Source excerpt:
....

The invention relates to control systems used for stabilizing a vehicle, such as wheel slip control systems, antilock systems, braking assistants or vehicle dynamics control systems.
The triggering of an automatic control system for stabilizing a vehicle, for example, a wheel slip control system, typically does not take place before the start of any instability of a vehicle, for example, when a permissible wheel slip limit is exceeded; i.e. when the wheel slip is outside the limits permissible with respect to vehicle stability.
The reaction of the automatic control system takes place within a different time period as a function of vehicle-specific integration environments (components, hardware, onboard wiring system, etc.). Under unfavorable marginal conditions, the reaction may not take place before a point-in-time at which the control deviation is already quite advanced which, in turn, results in intensive interventions of the control system.
The high intensity of the control interventions leads to an increased load profile of the onboard wiring system and of components as well as to loss of comfort in the driver's perception.
It is therefore an object of the invention to provide a process and a corresponding system which decrease the high intensity of the control interventions of such automatic control systems and reduce the disadvantages connected therewith.
This and other objects are achieved by a process and corresponding system for limiting a torque or an amount characteristic thereof of a control loop used for stabilizing a vehicle. The process detects a coefficient of friction (μs,r, μs,f), determines a limit value (Mg) for the torque or the amount characteristic thereof as a function of the estimated coefficient of friction (μs,r, μs,f), and limits the torque or the amount characteristic thereof to the limit value (Mg).
A first aspect of the invention is aimed at processes for limiting a torque, or an amount characteristic thereof, of a control loop used for stabilizing a vehicle. The control loop may, for example, include a wheel slip control system, an antilock system, a brake assistant system or a system controlling the dynamics of vehicle movements. The torque preferably causes a buildup of force in the longitudinal direction of one or more wheels, because typically no active torque influence takes place in the transverse direction. The torque may, for example, be an acceleration torque or a deceleration torque. The resulting longitudinal-force buildup of the vehicle takes place, for example, in the deceleration or acceleration direction of the vehicle and can influence the dynamic longitudinal and/or dynamic lateral behavior.

....

Named-object pointing records:
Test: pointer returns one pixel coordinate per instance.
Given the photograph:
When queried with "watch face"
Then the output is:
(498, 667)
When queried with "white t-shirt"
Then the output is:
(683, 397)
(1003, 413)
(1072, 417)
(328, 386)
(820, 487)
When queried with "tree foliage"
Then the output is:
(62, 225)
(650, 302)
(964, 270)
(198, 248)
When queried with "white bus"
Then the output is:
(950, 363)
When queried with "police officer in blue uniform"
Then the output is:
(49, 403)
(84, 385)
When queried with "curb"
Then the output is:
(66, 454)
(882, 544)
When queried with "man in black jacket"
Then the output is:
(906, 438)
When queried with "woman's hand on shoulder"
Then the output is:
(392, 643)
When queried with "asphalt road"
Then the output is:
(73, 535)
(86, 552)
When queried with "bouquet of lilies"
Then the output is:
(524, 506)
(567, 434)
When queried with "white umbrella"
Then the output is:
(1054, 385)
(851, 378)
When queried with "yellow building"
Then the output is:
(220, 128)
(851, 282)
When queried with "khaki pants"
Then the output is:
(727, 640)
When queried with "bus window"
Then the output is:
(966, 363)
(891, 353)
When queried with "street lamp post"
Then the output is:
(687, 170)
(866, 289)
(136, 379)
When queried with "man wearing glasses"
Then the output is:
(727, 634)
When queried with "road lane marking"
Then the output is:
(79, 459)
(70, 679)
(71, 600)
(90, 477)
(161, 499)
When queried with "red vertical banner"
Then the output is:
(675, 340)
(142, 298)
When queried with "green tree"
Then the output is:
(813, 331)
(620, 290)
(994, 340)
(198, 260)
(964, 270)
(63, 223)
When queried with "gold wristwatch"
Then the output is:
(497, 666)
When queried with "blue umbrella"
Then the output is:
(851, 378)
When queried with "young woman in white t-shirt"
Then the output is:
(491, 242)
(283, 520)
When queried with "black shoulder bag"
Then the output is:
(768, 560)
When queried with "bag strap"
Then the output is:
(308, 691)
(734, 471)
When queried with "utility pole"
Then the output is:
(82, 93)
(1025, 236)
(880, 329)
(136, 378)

....

Stated problem A: According to the vehicle stabilization text, what does the high intensity of the control interventions lead to?
Stated problem B: Revise the passage of the vehicle stabilization text starting at "The invention relates" and ending at "dynamics control systems.", replacing "braking assistants" with "brake assist functions".

Task result A: It leads to an increased load profile of the onboard wiring system and of components, and to loss of comfort in the driver's perception.

Task result B:
The invention relates to control systems used for stabilizing a vehicle, such as wheel slip control systems, antilock systems, brake assist functions or vehicle dynamics control systems.